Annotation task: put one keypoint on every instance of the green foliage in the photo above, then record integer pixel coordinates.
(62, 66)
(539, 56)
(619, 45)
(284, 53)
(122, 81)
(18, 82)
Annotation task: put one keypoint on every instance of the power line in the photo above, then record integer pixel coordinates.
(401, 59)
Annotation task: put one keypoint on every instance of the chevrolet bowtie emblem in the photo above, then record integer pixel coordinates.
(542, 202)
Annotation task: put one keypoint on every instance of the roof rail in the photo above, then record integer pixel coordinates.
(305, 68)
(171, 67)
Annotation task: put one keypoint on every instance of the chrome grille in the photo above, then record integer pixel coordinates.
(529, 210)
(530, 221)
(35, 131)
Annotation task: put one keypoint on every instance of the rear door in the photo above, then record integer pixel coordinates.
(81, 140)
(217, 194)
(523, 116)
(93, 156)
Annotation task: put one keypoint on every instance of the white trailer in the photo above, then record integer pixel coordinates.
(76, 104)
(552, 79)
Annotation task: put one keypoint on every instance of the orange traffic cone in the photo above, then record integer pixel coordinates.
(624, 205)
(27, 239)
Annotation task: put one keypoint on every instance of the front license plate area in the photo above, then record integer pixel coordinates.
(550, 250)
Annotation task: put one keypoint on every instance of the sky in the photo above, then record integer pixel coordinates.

### What is expected
Rescale the material above by copying every line, requests included, with each pixel coordinate in the answers multiplied by 2.3 and rounded to a whole number, halves rounded up.

### Result below
Annotation task: put one keypoint on every instance of the green foliage in the photo above, then record integer pixel coordinates.
(143, 152)
(1240, 129)
(1424, 104)
(653, 122)
(281, 186)
(41, 189)
Annotation task: put one keypoint on every instance of the power line in the photo above, then record integer pixel coordinates.
(922, 136)
Annotation task: put one keypoint on every instance of the chevrolet bowtie emblem in the photo above, then record integer pixel coordinates.
(1247, 465)
Annotation task: put one keypoint on every instance of the roof rail in the photo above, then record integer pixel coordinates.
(702, 156)
(393, 154)
Annotation task: put one keypoint on every instance of the chrome grille in the photo above, then record integer pixel coordinates.
(1217, 483)
(1219, 508)
(81, 301)
Annotation task: put one keypoint on every instance of the rear door in the photo above, then record integer pixel coordinates.
(186, 322)
(499, 446)
(1203, 267)
(214, 359)
Annotation task: put one keypoint on every instance of the white trailer in the photo above, then record integer pixel coordinates.
(175, 239)
(1270, 182)
Annotation task: put one keypoint on every instance of the orange traffic cone in the photo above, then record integer pixel coordinates.
(1435, 472)
(62, 550)
Annotation task: put one keypoint on every instance of the front license plate area in the photo above, then record integer pixel coordinates.
(1265, 575)
Annotation task: put one keypoint on every instance of the sky in the photo above, then record integer pixel coordinates.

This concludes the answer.